Search the material for the word "below" and report each line where it turns up.

── Material to process

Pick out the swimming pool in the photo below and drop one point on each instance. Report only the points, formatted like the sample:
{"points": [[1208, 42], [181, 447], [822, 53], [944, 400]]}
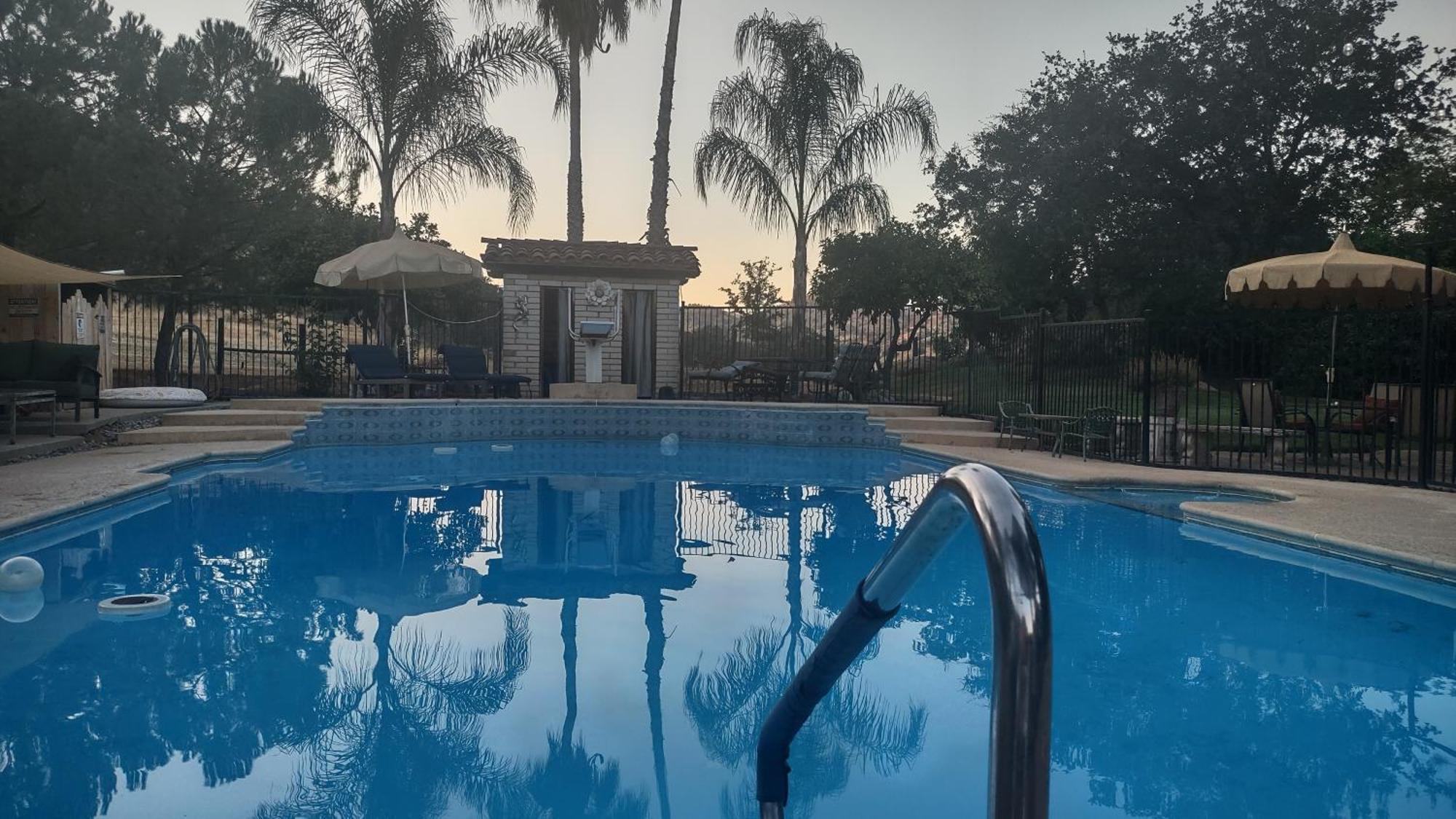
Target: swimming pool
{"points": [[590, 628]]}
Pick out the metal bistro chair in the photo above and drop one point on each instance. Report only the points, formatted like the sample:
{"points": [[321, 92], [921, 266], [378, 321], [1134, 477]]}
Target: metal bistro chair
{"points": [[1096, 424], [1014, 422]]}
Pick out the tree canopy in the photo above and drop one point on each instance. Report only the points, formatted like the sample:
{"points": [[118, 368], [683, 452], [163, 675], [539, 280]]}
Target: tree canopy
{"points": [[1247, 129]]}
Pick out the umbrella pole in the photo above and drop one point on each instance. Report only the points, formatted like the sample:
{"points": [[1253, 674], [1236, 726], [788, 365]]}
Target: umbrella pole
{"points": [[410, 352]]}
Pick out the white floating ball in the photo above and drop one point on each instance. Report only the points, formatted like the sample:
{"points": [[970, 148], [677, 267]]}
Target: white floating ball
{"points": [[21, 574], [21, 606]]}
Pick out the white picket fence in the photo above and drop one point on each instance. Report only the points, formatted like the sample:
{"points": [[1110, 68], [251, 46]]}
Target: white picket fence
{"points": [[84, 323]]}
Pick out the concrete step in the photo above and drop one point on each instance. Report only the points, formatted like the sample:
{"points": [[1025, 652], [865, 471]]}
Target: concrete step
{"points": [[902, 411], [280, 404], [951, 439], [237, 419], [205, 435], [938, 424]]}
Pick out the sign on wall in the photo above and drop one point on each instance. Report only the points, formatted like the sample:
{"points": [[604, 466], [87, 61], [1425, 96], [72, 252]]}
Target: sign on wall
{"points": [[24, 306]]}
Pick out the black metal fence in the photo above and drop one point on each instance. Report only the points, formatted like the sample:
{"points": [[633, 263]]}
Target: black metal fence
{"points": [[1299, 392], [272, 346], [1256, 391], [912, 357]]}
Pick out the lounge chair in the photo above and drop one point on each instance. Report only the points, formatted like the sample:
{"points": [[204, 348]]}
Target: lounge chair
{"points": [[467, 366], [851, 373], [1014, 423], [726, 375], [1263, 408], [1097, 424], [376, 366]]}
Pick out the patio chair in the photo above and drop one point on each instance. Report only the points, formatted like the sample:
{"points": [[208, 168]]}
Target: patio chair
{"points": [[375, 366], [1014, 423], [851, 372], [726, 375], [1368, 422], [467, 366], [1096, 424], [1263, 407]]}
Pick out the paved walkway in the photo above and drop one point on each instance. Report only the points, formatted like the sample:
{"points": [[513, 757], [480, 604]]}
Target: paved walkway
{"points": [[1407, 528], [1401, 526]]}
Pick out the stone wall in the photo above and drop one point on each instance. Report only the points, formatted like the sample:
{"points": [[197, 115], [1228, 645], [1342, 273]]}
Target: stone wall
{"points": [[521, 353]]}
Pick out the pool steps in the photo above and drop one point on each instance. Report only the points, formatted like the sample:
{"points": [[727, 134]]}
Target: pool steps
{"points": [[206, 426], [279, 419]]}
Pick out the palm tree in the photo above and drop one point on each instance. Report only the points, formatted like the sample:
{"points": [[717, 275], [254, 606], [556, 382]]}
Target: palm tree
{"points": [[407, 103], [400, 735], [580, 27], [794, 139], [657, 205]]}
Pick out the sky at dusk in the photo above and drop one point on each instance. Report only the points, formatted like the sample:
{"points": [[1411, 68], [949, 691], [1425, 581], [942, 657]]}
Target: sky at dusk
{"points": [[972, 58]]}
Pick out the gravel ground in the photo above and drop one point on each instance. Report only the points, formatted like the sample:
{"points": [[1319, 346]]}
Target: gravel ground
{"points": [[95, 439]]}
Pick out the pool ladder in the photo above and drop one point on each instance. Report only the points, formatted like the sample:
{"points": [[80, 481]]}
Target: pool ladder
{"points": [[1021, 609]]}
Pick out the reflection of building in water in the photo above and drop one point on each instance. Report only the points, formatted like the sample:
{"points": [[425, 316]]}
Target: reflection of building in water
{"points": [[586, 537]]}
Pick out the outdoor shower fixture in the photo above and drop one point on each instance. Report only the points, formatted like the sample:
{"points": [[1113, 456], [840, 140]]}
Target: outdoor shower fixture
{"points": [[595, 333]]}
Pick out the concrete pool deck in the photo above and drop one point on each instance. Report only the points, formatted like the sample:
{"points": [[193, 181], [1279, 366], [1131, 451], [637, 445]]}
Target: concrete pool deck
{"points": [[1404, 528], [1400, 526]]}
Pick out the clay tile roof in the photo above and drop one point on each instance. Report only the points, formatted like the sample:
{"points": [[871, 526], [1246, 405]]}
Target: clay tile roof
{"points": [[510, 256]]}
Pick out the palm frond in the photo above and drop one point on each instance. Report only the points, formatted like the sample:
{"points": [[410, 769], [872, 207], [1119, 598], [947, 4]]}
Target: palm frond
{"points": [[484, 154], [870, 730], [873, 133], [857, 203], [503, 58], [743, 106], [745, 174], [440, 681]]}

────
── Material to process

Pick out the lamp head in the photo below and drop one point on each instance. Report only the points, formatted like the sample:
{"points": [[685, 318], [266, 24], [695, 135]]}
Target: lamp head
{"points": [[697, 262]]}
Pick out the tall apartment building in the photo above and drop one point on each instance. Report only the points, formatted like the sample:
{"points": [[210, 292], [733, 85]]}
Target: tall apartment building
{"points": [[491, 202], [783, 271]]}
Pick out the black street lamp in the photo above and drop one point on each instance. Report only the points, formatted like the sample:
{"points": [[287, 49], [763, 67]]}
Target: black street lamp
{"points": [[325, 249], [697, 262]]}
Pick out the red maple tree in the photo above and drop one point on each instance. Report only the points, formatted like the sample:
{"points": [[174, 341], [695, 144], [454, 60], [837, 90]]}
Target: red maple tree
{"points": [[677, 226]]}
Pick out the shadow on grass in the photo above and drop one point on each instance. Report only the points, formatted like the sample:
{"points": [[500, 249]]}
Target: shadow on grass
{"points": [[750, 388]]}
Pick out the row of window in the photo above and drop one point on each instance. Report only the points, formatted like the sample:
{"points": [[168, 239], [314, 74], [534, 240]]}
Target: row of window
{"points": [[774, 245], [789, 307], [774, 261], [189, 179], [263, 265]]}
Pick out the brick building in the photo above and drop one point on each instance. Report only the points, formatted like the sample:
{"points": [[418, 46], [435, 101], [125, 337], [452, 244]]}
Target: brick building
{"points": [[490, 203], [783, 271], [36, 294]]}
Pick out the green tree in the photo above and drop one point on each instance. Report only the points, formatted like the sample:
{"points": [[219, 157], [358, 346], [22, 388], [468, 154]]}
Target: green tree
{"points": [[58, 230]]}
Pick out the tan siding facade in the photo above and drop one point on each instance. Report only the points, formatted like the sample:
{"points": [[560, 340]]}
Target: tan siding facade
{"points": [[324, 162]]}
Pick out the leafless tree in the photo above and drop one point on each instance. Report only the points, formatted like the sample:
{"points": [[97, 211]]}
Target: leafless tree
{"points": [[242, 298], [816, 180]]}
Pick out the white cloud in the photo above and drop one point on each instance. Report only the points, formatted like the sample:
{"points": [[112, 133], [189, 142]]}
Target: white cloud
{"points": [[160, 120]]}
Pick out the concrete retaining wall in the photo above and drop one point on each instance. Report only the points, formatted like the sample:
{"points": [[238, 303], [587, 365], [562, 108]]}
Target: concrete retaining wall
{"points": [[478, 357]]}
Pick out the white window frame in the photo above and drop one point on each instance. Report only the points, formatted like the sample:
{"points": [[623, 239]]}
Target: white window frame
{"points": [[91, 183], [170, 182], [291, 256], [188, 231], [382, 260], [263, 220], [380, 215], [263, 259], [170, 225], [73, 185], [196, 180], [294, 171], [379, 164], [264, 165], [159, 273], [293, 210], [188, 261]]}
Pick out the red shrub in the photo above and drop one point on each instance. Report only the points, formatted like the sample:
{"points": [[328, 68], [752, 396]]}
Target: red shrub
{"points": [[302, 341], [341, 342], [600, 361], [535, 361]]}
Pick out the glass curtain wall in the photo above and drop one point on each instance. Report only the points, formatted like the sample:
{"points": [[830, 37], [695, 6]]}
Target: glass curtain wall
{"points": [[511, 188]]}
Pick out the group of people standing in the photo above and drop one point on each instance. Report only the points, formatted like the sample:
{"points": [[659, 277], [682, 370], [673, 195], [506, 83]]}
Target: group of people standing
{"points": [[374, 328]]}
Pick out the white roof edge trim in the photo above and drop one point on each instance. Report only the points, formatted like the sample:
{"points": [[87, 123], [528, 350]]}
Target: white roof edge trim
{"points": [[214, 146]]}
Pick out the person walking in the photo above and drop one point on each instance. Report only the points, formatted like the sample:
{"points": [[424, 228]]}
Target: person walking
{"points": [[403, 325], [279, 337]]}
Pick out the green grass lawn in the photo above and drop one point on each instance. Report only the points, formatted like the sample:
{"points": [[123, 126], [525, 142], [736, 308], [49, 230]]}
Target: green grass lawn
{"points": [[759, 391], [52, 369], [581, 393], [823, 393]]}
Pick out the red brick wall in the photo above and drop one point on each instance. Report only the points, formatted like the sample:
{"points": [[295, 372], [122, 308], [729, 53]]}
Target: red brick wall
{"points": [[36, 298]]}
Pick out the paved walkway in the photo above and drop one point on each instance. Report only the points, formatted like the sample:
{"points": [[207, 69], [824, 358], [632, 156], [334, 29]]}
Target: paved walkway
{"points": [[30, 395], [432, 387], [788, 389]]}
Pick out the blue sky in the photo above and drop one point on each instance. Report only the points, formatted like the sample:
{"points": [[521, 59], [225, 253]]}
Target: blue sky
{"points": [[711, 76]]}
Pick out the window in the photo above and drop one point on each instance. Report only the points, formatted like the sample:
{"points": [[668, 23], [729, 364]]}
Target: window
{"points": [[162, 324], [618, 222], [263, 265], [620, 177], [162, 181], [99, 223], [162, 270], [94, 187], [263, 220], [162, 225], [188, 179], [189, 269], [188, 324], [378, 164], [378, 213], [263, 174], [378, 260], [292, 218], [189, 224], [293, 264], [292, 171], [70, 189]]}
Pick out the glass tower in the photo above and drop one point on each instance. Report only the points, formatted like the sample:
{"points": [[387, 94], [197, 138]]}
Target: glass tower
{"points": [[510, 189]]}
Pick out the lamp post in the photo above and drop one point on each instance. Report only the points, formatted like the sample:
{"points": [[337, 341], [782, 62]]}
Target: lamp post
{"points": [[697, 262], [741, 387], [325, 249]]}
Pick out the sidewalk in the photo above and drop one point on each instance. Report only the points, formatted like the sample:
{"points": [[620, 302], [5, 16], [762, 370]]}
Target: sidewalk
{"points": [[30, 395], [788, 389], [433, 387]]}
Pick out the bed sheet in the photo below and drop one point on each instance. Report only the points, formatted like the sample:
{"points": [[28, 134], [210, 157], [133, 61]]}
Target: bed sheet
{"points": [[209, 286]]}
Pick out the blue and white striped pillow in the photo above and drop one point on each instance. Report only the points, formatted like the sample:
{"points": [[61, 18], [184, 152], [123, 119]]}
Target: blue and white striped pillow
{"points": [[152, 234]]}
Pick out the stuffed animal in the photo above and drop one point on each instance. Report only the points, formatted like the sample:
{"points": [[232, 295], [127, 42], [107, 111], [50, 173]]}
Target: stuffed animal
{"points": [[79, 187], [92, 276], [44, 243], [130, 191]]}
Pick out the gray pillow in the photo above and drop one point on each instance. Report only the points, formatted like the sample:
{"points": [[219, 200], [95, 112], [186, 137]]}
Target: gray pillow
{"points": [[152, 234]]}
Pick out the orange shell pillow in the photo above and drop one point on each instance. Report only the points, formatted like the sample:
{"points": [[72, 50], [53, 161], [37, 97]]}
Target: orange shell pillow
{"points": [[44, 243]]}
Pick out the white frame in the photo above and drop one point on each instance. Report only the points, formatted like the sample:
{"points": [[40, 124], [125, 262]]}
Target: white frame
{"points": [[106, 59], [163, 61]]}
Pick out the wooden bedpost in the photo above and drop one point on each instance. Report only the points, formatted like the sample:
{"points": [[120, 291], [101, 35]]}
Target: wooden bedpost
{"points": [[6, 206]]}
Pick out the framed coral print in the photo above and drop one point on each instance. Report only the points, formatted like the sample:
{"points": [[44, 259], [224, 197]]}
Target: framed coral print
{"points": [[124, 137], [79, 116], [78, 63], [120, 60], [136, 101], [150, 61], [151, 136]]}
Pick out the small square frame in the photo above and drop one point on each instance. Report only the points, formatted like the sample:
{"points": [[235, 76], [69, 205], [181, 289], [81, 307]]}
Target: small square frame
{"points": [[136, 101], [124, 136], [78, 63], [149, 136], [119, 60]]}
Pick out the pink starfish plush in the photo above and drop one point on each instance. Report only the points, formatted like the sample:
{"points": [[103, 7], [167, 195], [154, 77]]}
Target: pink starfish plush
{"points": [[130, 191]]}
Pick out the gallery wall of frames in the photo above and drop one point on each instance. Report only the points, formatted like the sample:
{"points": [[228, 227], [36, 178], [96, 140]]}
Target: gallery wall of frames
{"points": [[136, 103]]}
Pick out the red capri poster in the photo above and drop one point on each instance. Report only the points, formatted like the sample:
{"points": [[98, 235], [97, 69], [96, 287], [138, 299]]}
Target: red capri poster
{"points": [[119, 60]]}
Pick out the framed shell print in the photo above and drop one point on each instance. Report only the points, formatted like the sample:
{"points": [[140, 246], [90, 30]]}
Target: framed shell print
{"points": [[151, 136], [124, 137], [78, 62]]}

────

**Answer box**
Pick out the swimming pool in the photo below and drop one point on each instance. Report only the points, formatted like the sample:
Pick out the lamp head in the photo below and drop one point on each instance. Report only the points, formatted like the sample:
Pick out the bed sheet in the photo below and drop one point on each instance. Report only the points, formatted like the sample:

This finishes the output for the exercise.